*PROBLEM TO WORK ON*.
Pull out every line below that contains the word "bounding".

*DATA TO USE*.
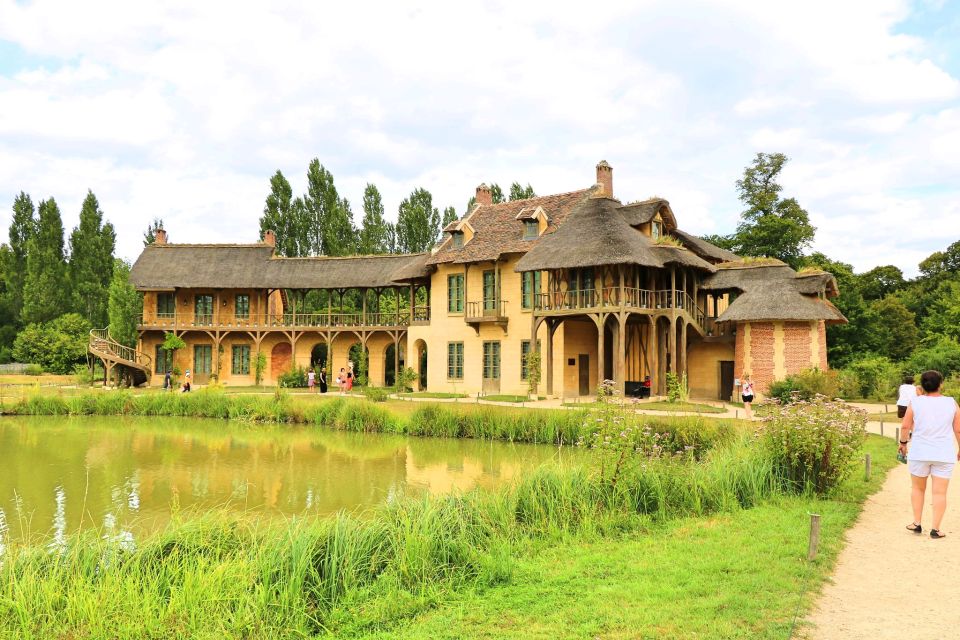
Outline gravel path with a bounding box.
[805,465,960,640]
---
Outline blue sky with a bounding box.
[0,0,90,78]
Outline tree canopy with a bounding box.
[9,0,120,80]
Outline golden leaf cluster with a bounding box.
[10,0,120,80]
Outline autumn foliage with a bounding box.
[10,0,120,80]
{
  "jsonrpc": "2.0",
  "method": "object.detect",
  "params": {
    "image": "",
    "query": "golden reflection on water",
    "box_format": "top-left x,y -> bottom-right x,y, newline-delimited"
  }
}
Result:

*WORKED SOLUTION*.
Outline gravel path with a bounding box.
Outline blue sky with a bounding box.
Outline tree canopy with a bounding box.
Outline golden leaf cluster with a bounding box.
Outline autumn foliage with a bounding box.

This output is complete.